> [Aim]: Rewrite every line of the records below as a numbered list, leaving out any blank lines.

Start Information supplied

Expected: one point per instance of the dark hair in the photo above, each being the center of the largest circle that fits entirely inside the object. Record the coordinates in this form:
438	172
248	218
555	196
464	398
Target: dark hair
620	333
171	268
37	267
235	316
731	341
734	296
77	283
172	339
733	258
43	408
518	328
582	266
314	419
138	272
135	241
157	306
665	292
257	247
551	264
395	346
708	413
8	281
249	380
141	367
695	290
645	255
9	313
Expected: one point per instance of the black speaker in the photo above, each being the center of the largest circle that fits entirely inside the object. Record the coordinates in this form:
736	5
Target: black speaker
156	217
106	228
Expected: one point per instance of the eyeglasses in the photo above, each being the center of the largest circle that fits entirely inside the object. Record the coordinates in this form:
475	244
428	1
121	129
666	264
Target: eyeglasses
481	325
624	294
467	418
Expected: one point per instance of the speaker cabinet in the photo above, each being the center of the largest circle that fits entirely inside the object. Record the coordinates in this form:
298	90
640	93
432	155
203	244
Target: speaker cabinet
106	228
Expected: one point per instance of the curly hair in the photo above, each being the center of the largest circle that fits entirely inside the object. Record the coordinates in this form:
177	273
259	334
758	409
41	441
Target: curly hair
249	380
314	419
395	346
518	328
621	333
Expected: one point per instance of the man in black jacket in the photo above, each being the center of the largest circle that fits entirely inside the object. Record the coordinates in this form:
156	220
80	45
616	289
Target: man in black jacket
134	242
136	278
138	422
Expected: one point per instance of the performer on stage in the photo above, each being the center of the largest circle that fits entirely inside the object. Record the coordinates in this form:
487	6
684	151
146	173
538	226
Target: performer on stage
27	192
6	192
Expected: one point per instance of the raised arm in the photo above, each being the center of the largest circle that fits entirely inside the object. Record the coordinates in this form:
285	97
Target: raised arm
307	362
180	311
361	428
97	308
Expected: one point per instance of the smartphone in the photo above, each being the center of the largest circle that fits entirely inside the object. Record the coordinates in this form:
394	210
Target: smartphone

End Information supplied

> [Task output]:
1. Expected: one point per instance of the dark hair in the photo above, each being the center of the largest circle that fits entirely inside the object. Record the coordinates in this form:
2. 438	172
3. 248	218
4. 555	196
5. 464	398
6. Target: dark hair
7. 620	333
8. 171	268
9. 37	267
10. 235	316
11. 731	341
12. 734	296
13. 77	283
14. 172	339
15. 733	258
16. 43	408
17. 518	328
18. 582	266
19. 314	419
20. 138	272
21. 135	241
22. 157	306
23. 665	292
24. 257	247
25. 551	264
26. 395	346
27. 708	413
28. 8	281
29. 249	380
30. 141	367
31. 695	290
32. 645	255
33. 9	313
34. Expected: one point per instance of the black speaker in the photo above, each being the center of the largest circle that fits entirely inside the object. Record the coordinates in this form:
35. 736	5
36. Target: black speaker
37. 156	217
38. 106	228
39. Expected: one point per instance of the eyeglasses in the photo above, each being the center of the largest circle that fits entirely inside the object. Record the coordinates in this form:
40. 475	244
41. 428	1
42. 121	129
43. 666	264
44. Target: eyeglasses
45. 481	325
46. 624	294
47. 467	418
48. Expected: one point per instance of the speaker cabinet in the photo above, each being the center of the largest circle that fits entirely inside the object. Record the coordinates in this form:
49. 298	90
50. 640	93
51. 432	155
52. 203	244
53. Target: speaker cabinet
54. 106	228
55. Expected: one point per instance of the curly hair in the photo above, each being the center of the largest circle that fits entirely inside the object. Record the coordinates in this form:
56. 177	273
57. 259	334
58. 758	409
59. 41	441
60. Target: curly hair
61. 249	380
62. 314	419
63. 395	346
64. 518	328
65. 621	333
66. Expected: one point per instance of the man in black jacket in the photo above, each being the center of the largest circle that fits entirely inside the object. Record the coordinates in this form:
67. 156	220
68. 80	45
69. 616	289
70. Target: man in black jacket
71. 134	242
72. 136	278
73. 138	422
74. Expected: one point per instance of the performer on stage in the photo above, each being the center of the largest circle that fits entirely inside the object. Record the coordinates in this form:
75. 487	6
76. 684	151
77. 146	173
78. 538	226
79. Target: performer on stage
80. 27	192
81. 6	192
82. Expected: one point per instance of the raised arm in the photo above, each being the center of the largest circle that fits entirely inside the object. Record the coordinates in this form:
83. 285	97
84. Target: raised arm
85. 307	362
86. 180	311
87. 361	428
88. 97	308
89. Expected: one point per instance of the smartphone in the photo above, each being the center of the largest circle that fits entirely inside the object. Record the coordinates in this form:
90. 394	210
91. Target: smartphone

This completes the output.